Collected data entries
________________
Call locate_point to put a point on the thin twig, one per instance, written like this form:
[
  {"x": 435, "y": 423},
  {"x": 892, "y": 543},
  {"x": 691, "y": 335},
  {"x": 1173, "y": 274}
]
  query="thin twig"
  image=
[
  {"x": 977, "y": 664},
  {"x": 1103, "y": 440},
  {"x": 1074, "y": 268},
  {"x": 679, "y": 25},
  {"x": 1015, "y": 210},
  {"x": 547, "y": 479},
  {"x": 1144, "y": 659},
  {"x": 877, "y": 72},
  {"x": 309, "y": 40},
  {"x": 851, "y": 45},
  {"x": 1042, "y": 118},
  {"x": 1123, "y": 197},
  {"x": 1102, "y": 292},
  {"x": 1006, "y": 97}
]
________________
* **What you need to do**: Repeat all of the records above exactly as written.

* **Answer to the task**:
Call locate_point to put a point on the thin twig, one per instance, written like this form:
[
  {"x": 435, "y": 423},
  {"x": 892, "y": 543},
  {"x": 691, "y": 335},
  {"x": 1173, "y": 274}
]
  query="thin twig"
  image=
[
  {"x": 977, "y": 664},
  {"x": 1103, "y": 440},
  {"x": 1074, "y": 268},
  {"x": 679, "y": 25},
  {"x": 1015, "y": 210},
  {"x": 547, "y": 479},
  {"x": 1144, "y": 659},
  {"x": 877, "y": 72},
  {"x": 309, "y": 40},
  {"x": 851, "y": 45},
  {"x": 1042, "y": 118},
  {"x": 1123, "y": 197},
  {"x": 1102, "y": 292},
  {"x": 1006, "y": 97}
]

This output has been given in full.